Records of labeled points
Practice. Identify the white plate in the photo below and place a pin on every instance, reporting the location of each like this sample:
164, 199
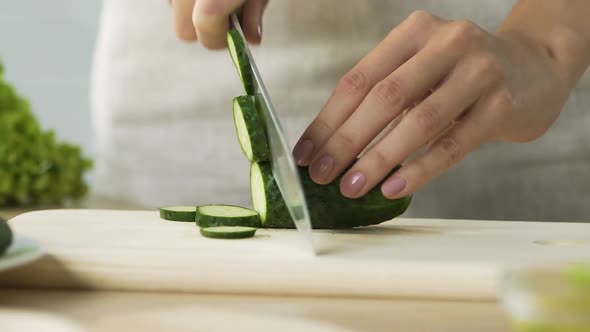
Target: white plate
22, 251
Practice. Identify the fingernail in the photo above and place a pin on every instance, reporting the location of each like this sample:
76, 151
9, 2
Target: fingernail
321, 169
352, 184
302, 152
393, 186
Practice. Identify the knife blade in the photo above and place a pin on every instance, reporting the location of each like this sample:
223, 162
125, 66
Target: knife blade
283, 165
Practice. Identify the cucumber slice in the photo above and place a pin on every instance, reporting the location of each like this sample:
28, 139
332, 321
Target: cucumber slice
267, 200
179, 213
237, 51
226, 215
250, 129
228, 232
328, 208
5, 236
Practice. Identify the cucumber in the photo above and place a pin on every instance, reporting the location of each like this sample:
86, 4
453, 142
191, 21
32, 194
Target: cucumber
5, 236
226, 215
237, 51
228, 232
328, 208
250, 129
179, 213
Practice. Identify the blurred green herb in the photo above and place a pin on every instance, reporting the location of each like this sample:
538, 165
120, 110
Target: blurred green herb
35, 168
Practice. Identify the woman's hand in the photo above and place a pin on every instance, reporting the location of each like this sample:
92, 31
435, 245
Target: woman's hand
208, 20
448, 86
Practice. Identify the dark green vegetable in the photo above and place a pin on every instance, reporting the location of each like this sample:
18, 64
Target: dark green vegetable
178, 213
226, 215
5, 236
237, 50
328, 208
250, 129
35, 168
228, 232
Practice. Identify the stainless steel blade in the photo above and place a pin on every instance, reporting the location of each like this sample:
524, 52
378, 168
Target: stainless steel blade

> **Exercise**
Starting at the line that contains "Practice. Identify the stainless" and ending with the last line of the listing, put each line into a Markdown table with the columns Number and Record line. Leave out any blank lines.

> **Written response**
| Number | Record line |
|---|---|
| 1 | Practice. Identify the stainless steel blade in the photo above and place a pin on every instance, reporting the location of each like this sample: |
| 2 | 524, 52 |
| 3 | 378, 168 |
| 4 | Target: stainless steel blade |